INPUT:
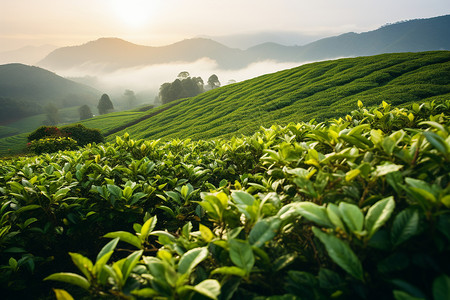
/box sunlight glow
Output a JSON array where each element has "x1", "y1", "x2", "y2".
[{"x1": 113, "y1": 0, "x2": 158, "y2": 28}]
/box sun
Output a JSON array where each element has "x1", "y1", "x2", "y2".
[{"x1": 113, "y1": 0, "x2": 157, "y2": 28}]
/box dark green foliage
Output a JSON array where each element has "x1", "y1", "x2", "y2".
[
  {"x1": 27, "y1": 136, "x2": 78, "y2": 154},
  {"x1": 97, "y1": 94, "x2": 114, "y2": 115},
  {"x1": 78, "y1": 104, "x2": 93, "y2": 120},
  {"x1": 28, "y1": 124, "x2": 104, "y2": 146},
  {"x1": 0, "y1": 64, "x2": 99, "y2": 120},
  {"x1": 159, "y1": 76, "x2": 205, "y2": 104},
  {"x1": 207, "y1": 74, "x2": 221, "y2": 90},
  {"x1": 0, "y1": 97, "x2": 43, "y2": 123},
  {"x1": 27, "y1": 126, "x2": 61, "y2": 141},
  {"x1": 0, "y1": 101, "x2": 448, "y2": 299},
  {"x1": 60, "y1": 124, "x2": 104, "y2": 146}
]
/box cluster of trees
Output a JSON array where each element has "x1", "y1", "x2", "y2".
[
  {"x1": 0, "y1": 98, "x2": 43, "y2": 123},
  {"x1": 159, "y1": 72, "x2": 221, "y2": 104},
  {"x1": 78, "y1": 93, "x2": 115, "y2": 121}
]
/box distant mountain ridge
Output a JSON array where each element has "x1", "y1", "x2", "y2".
[
  {"x1": 0, "y1": 44, "x2": 57, "y2": 65},
  {"x1": 38, "y1": 15, "x2": 450, "y2": 72}
]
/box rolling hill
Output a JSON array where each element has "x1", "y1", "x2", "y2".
[
  {"x1": 0, "y1": 63, "x2": 101, "y2": 123},
  {"x1": 2, "y1": 50, "x2": 450, "y2": 155},
  {"x1": 104, "y1": 51, "x2": 450, "y2": 141},
  {"x1": 1, "y1": 50, "x2": 448, "y2": 157},
  {"x1": 37, "y1": 15, "x2": 450, "y2": 72}
]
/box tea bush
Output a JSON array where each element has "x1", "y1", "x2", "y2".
[
  {"x1": 27, "y1": 136, "x2": 78, "y2": 154},
  {"x1": 28, "y1": 124, "x2": 104, "y2": 146},
  {"x1": 0, "y1": 100, "x2": 449, "y2": 299}
]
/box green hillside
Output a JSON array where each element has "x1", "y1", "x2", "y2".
[
  {"x1": 0, "y1": 51, "x2": 449, "y2": 156},
  {"x1": 109, "y1": 51, "x2": 450, "y2": 141}
]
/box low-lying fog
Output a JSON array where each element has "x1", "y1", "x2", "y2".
[{"x1": 63, "y1": 58, "x2": 305, "y2": 105}]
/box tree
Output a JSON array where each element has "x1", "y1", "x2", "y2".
[
  {"x1": 44, "y1": 103, "x2": 60, "y2": 125},
  {"x1": 97, "y1": 94, "x2": 114, "y2": 115},
  {"x1": 177, "y1": 71, "x2": 190, "y2": 79},
  {"x1": 124, "y1": 89, "x2": 137, "y2": 108},
  {"x1": 207, "y1": 74, "x2": 221, "y2": 90},
  {"x1": 78, "y1": 105, "x2": 93, "y2": 120}
]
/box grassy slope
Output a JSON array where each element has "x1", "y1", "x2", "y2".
[
  {"x1": 109, "y1": 51, "x2": 450, "y2": 141},
  {"x1": 1, "y1": 51, "x2": 449, "y2": 155}
]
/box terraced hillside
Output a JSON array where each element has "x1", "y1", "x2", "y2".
[
  {"x1": 110, "y1": 51, "x2": 450, "y2": 141},
  {"x1": 1, "y1": 51, "x2": 449, "y2": 155}
]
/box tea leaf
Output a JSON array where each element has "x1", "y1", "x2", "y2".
[
  {"x1": 53, "y1": 289, "x2": 74, "y2": 300},
  {"x1": 178, "y1": 247, "x2": 209, "y2": 275},
  {"x1": 391, "y1": 209, "x2": 420, "y2": 247},
  {"x1": 229, "y1": 239, "x2": 254, "y2": 274},
  {"x1": 339, "y1": 202, "x2": 364, "y2": 233},
  {"x1": 44, "y1": 273, "x2": 91, "y2": 290},
  {"x1": 312, "y1": 227, "x2": 364, "y2": 281},
  {"x1": 365, "y1": 197, "x2": 395, "y2": 238},
  {"x1": 295, "y1": 202, "x2": 333, "y2": 228},
  {"x1": 249, "y1": 217, "x2": 281, "y2": 247},
  {"x1": 104, "y1": 231, "x2": 142, "y2": 249}
]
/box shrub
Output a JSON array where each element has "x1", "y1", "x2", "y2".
[
  {"x1": 27, "y1": 126, "x2": 61, "y2": 142},
  {"x1": 27, "y1": 124, "x2": 104, "y2": 147},
  {"x1": 60, "y1": 124, "x2": 104, "y2": 146},
  {"x1": 27, "y1": 137, "x2": 78, "y2": 154}
]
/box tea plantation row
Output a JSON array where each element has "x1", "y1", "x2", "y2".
[{"x1": 0, "y1": 101, "x2": 449, "y2": 299}]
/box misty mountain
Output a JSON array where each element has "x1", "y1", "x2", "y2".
[
  {"x1": 251, "y1": 14, "x2": 450, "y2": 62},
  {"x1": 0, "y1": 63, "x2": 101, "y2": 122},
  {"x1": 0, "y1": 44, "x2": 57, "y2": 65},
  {"x1": 37, "y1": 15, "x2": 450, "y2": 72},
  {"x1": 38, "y1": 38, "x2": 250, "y2": 72},
  {"x1": 198, "y1": 31, "x2": 328, "y2": 49}
]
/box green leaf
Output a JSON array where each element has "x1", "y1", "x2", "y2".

EXERCISE DESCRIPTION:
Write out every line above again exactly, with the pictures left out.

WRITTEN SOLUTION:
/box sunlight glow
Output a JSON array where each element has "x1", "y1", "x2", "y2".
[{"x1": 113, "y1": 0, "x2": 158, "y2": 28}]
/box sun
Output a JSON array where each element has "x1", "y1", "x2", "y2".
[{"x1": 113, "y1": 0, "x2": 157, "y2": 28}]
/box dark green foliage
Output a JSON array where each element has "x1", "y1", "x2", "y2".
[
  {"x1": 27, "y1": 136, "x2": 78, "y2": 154},
  {"x1": 97, "y1": 94, "x2": 114, "y2": 115},
  {"x1": 78, "y1": 104, "x2": 93, "y2": 120},
  {"x1": 28, "y1": 124, "x2": 104, "y2": 146},
  {"x1": 0, "y1": 64, "x2": 99, "y2": 120},
  {"x1": 159, "y1": 76, "x2": 205, "y2": 104},
  {"x1": 207, "y1": 74, "x2": 221, "y2": 90},
  {"x1": 0, "y1": 97, "x2": 43, "y2": 123},
  {"x1": 27, "y1": 126, "x2": 61, "y2": 141},
  {"x1": 0, "y1": 101, "x2": 448, "y2": 299},
  {"x1": 60, "y1": 124, "x2": 104, "y2": 146}
]
/box cluster of trees
Output a JSON array where each element has "x1", "y1", "x2", "y2".
[
  {"x1": 0, "y1": 98, "x2": 43, "y2": 123},
  {"x1": 159, "y1": 72, "x2": 221, "y2": 104},
  {"x1": 78, "y1": 93, "x2": 115, "y2": 121}
]
/box distant mountain ridge
Output a JSON array where each element has "x1", "y1", "x2", "y2".
[
  {"x1": 0, "y1": 44, "x2": 57, "y2": 65},
  {"x1": 38, "y1": 15, "x2": 450, "y2": 72}
]
/box rolling hill
Output a JSON array where each element has "x1", "y1", "x2", "y2".
[
  {"x1": 0, "y1": 63, "x2": 101, "y2": 123},
  {"x1": 2, "y1": 50, "x2": 450, "y2": 155},
  {"x1": 104, "y1": 51, "x2": 450, "y2": 141},
  {"x1": 1, "y1": 50, "x2": 448, "y2": 157},
  {"x1": 37, "y1": 15, "x2": 450, "y2": 72}
]
/box tea bush
Output a JSON array where each element has "x1", "y1", "x2", "y2".
[
  {"x1": 27, "y1": 136, "x2": 78, "y2": 154},
  {"x1": 28, "y1": 124, "x2": 104, "y2": 146},
  {"x1": 0, "y1": 100, "x2": 449, "y2": 299}
]
/box green hillside
Output a JSON array where each element has "x1", "y1", "x2", "y2".
[
  {"x1": 0, "y1": 51, "x2": 449, "y2": 156},
  {"x1": 109, "y1": 51, "x2": 450, "y2": 141}
]
/box low-lying fog
Output a JSON array where each element has "x1", "y1", "x2", "y2".
[{"x1": 63, "y1": 58, "x2": 305, "y2": 105}]
/box tree
Output a JSON array where each element has "x1", "y1", "x2", "y2".
[
  {"x1": 44, "y1": 103, "x2": 60, "y2": 125},
  {"x1": 97, "y1": 94, "x2": 114, "y2": 115},
  {"x1": 177, "y1": 71, "x2": 190, "y2": 79},
  {"x1": 124, "y1": 89, "x2": 137, "y2": 108},
  {"x1": 207, "y1": 74, "x2": 221, "y2": 90},
  {"x1": 78, "y1": 105, "x2": 93, "y2": 120}
]
/box grassy slope
Output a JSON array where each element has "x1", "y1", "x2", "y2".
[
  {"x1": 109, "y1": 51, "x2": 450, "y2": 141},
  {"x1": 1, "y1": 51, "x2": 449, "y2": 155}
]
/box terraced hillside
Output a JSON array where each element has "x1", "y1", "x2", "y2".
[
  {"x1": 110, "y1": 51, "x2": 450, "y2": 141},
  {"x1": 1, "y1": 51, "x2": 449, "y2": 155}
]
/box tea leaf
Output a JSON array where each element has "x1", "y1", "x2", "y2".
[
  {"x1": 53, "y1": 289, "x2": 74, "y2": 300},
  {"x1": 178, "y1": 247, "x2": 209, "y2": 275},
  {"x1": 391, "y1": 209, "x2": 420, "y2": 247},
  {"x1": 229, "y1": 239, "x2": 254, "y2": 274},
  {"x1": 339, "y1": 202, "x2": 364, "y2": 233},
  {"x1": 44, "y1": 273, "x2": 91, "y2": 290},
  {"x1": 312, "y1": 227, "x2": 364, "y2": 281},
  {"x1": 365, "y1": 197, "x2": 395, "y2": 238},
  {"x1": 295, "y1": 202, "x2": 333, "y2": 228},
  {"x1": 249, "y1": 217, "x2": 281, "y2": 247},
  {"x1": 104, "y1": 231, "x2": 142, "y2": 249}
]
/box shrub
Output a JSON array where each element has "x1", "y1", "x2", "y2".
[
  {"x1": 27, "y1": 126, "x2": 61, "y2": 142},
  {"x1": 27, "y1": 124, "x2": 104, "y2": 147},
  {"x1": 60, "y1": 124, "x2": 104, "y2": 146},
  {"x1": 27, "y1": 137, "x2": 78, "y2": 154}
]
/box tea plantation row
Output a JSON array where each element has "x1", "y1", "x2", "y2".
[{"x1": 0, "y1": 101, "x2": 449, "y2": 299}]
/box misty mountain
Output a JSON array where each element has "x1", "y1", "x2", "y2".
[
  {"x1": 251, "y1": 14, "x2": 450, "y2": 62},
  {"x1": 0, "y1": 63, "x2": 101, "y2": 122},
  {"x1": 0, "y1": 44, "x2": 57, "y2": 65},
  {"x1": 37, "y1": 15, "x2": 450, "y2": 72},
  {"x1": 38, "y1": 38, "x2": 250, "y2": 72},
  {"x1": 198, "y1": 31, "x2": 328, "y2": 49}
]
/box green leaf
Output a JSON array where each element has "x1", "y1", "x2", "y2".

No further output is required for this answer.